§ Description of the task:
Duplicate the stretch of the article on the Maryland bishops' statement against human trafficking from "In 2014, 396" through "and end trafficking.", word for word.

By Catholic Review Staff
The Catholic bishops in Maryland have announced their full support for efforts to combat human trafficking, which, according to State Department estimates, results in 14,500 to 17,500 people being trafficked into the U.S. each year.
“As people of faith, this grave injustice cries out for a response,” Baltimore Archbishop William E. Lori; Washington Archbishop Donald Wuerl; and Wilmington Bishop W. Francis Malooly said in a statement, “Proclaiming Liberty to Captives,” released April 3.
The statement noted that Maryland – due to its Interstate 95 corridor connecting major cities, truck and rest stops along highways, and the Baltimore Washington International Thurgood Marshall Airport – is a prime location for trafficking, often referred to as modern-day slavery.
In 2014, 396 survivors received services from the Maryland Human Trafficking Task Force’s Victims Services Committee.
“Human trafficking preys upon the vulnerable,” the statement said, “such as those seeking to escape poverty and violence, runaways, and those who are hindered by language barriers and ignorance of the law.”
The bishops noted that multiple entities are working to serve victims, break down trafficking networks, hold perpetrators accountable and craft legislation to support victims and end trafficking.
“The Catholic bishops in Maryland pledge to devote the resources of the Church to support, unity, and expand these efforts wherever possible,” the statement said. “As a first step, we call upon our parishes, schools, social service agencies, hospitals, universities, and other institutions to initiate a comprehensive awareness campaign about human trafficking.”

[Saved data entries]
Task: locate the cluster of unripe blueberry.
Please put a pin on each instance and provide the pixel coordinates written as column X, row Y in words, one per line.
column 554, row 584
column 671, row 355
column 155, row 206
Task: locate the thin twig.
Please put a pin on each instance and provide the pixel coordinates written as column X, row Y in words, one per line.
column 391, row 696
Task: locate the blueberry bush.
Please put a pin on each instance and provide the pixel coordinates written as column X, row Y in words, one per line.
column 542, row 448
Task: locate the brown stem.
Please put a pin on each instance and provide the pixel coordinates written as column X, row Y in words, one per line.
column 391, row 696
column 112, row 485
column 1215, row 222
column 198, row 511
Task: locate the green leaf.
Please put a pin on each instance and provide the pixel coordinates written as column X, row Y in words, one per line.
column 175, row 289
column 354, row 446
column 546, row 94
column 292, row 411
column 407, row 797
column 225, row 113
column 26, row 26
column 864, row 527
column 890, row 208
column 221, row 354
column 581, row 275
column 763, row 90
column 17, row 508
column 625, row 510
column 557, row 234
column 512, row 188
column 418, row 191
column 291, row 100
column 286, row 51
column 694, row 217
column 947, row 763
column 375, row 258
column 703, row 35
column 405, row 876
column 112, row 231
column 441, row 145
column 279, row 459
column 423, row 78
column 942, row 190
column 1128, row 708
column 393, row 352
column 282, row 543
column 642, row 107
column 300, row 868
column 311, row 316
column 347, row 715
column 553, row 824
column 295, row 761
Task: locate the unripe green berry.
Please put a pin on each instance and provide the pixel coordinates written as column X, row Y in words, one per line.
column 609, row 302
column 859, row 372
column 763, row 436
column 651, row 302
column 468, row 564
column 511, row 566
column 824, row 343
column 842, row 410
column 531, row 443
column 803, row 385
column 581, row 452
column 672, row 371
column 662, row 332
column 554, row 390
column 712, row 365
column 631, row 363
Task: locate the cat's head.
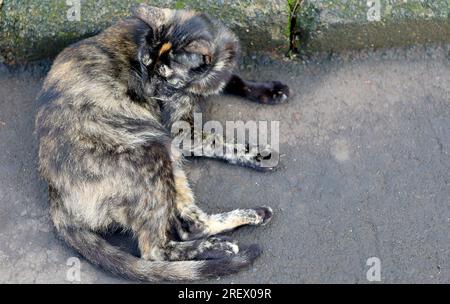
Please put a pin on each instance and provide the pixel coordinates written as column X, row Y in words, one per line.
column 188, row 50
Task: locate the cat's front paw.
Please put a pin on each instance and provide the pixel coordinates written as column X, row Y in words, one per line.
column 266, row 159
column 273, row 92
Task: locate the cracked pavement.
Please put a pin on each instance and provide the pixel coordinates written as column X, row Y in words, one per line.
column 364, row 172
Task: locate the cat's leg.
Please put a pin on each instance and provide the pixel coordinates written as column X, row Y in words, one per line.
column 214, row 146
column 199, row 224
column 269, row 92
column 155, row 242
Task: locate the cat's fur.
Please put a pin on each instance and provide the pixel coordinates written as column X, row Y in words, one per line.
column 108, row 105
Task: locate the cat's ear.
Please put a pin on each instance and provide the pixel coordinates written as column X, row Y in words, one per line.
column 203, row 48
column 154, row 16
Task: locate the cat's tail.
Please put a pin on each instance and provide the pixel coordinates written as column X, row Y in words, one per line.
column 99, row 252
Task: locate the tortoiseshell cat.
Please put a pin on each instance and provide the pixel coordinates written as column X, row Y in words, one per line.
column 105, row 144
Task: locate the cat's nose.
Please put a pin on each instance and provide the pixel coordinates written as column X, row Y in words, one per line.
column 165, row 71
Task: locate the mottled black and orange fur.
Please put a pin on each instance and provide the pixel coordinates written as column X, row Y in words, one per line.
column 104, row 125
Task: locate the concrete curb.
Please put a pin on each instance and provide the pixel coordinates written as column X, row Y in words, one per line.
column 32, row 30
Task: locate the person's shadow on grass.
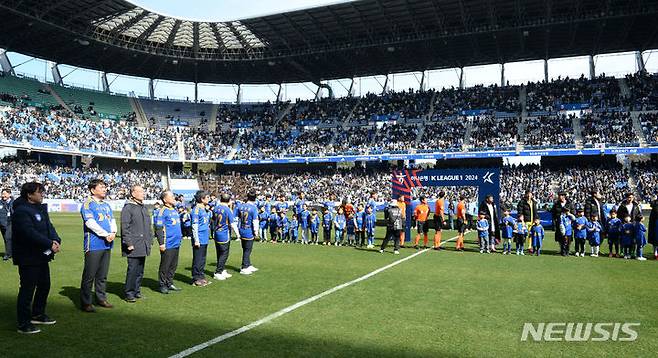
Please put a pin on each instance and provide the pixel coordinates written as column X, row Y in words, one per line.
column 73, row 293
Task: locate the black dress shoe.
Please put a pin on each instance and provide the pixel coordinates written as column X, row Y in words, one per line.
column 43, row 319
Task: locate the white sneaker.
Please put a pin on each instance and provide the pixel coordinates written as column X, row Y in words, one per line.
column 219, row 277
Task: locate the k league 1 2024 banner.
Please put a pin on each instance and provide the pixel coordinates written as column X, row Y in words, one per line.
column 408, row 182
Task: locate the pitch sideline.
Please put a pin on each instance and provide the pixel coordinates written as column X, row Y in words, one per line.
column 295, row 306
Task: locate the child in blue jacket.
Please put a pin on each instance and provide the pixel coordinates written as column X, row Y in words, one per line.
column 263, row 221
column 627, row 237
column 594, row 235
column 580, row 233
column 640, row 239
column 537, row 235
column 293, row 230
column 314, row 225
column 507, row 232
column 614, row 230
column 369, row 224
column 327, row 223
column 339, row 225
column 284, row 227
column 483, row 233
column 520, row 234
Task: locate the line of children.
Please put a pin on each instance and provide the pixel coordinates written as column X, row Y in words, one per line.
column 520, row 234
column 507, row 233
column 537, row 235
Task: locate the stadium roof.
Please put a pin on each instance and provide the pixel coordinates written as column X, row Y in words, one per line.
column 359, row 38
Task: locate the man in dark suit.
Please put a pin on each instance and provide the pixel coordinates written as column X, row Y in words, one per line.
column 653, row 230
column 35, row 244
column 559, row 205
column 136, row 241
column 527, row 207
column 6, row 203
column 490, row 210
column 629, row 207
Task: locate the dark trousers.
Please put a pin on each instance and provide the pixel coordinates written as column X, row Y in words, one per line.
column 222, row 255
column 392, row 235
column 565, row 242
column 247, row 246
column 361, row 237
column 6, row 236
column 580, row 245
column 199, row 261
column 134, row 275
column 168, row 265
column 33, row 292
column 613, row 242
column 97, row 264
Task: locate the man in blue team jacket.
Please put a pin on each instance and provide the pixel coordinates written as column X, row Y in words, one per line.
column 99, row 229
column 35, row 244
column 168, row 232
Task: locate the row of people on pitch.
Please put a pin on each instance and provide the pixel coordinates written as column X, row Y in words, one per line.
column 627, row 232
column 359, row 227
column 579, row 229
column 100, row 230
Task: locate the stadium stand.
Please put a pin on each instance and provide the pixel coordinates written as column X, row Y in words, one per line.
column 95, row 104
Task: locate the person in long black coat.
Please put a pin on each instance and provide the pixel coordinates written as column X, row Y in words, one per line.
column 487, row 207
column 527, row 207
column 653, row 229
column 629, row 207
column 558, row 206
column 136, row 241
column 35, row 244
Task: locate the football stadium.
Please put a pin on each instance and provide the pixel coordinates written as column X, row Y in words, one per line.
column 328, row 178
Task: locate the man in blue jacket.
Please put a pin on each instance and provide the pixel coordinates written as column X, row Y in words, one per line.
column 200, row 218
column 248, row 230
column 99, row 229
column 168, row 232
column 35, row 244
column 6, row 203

§ Task answer:
In 2014, 396 survivors received services from the Maryland Human Trafficking Task Force’s Victims Services Committee.
“Human trafficking preys upon the vulnerable,” the statement said, “such as those seeking to escape poverty and violence, runaways, and those who are hindered by language barriers and ignorance of the law.”
The bishops noted that multiple entities are working to serve victims, break down trafficking networks, hold perpetrators accountable and craft legislation to support victims and end trafficking.